- EXTRACTED ENTRIES:
▬▬▬▬▬▬▬▬▬▬

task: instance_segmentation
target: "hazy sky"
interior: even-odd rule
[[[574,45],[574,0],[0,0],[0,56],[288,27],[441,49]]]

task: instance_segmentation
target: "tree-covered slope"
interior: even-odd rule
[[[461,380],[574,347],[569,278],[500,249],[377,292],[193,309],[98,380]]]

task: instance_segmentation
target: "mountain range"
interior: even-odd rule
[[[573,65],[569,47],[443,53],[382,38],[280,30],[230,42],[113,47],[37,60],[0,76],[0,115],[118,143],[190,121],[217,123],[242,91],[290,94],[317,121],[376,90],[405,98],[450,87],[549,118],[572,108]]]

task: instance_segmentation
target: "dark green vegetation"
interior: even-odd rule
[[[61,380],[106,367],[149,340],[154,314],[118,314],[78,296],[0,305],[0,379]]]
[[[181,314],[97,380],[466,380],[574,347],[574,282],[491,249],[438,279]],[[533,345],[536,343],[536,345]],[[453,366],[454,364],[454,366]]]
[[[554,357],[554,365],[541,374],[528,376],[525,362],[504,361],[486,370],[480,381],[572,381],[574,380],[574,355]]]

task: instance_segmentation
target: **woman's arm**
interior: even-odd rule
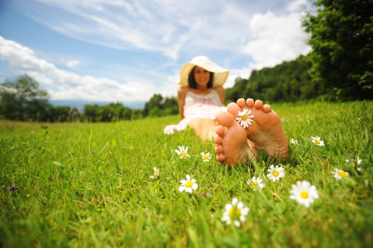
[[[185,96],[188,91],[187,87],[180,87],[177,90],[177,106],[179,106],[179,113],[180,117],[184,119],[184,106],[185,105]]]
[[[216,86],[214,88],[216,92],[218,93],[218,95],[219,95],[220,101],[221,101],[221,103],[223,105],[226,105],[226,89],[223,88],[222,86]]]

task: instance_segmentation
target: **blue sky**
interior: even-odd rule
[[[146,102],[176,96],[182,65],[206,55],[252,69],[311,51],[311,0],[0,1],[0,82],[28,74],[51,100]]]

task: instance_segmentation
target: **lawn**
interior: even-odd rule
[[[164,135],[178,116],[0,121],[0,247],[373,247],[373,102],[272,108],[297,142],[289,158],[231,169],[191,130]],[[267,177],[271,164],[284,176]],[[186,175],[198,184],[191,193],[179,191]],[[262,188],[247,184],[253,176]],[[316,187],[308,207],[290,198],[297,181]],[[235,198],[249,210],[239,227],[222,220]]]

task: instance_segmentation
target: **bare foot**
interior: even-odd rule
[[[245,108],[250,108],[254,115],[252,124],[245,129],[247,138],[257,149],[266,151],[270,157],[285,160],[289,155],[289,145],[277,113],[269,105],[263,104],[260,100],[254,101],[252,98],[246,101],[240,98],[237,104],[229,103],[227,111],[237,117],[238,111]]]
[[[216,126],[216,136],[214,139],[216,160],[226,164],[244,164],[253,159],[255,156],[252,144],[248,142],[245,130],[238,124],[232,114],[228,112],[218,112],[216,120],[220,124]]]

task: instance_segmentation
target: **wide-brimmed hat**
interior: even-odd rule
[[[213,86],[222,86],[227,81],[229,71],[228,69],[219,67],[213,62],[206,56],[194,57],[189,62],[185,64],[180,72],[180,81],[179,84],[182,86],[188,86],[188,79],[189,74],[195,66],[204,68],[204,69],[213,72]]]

▬▬▬▬▬▬▬▬▬▬

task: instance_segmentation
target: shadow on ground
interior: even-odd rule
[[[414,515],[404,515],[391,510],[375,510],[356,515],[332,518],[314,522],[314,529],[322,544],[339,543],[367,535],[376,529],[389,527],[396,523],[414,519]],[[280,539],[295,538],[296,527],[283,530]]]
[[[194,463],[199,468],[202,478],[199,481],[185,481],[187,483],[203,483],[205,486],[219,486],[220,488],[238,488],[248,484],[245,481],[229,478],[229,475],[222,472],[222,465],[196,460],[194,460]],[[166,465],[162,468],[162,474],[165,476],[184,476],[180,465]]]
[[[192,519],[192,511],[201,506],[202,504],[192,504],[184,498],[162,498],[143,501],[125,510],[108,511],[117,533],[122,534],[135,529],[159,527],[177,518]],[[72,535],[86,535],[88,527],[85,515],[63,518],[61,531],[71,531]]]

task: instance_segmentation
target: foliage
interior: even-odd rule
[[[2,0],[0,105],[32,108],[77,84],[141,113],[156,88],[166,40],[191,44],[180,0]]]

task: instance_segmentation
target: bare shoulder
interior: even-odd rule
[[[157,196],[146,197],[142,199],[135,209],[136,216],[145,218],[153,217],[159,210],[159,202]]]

▬▬▬▬▬▬▬▬▬▬

Show every line in the rows above that contains the word "bare". Case counts.

target: **bare foot**
target: bare shoulder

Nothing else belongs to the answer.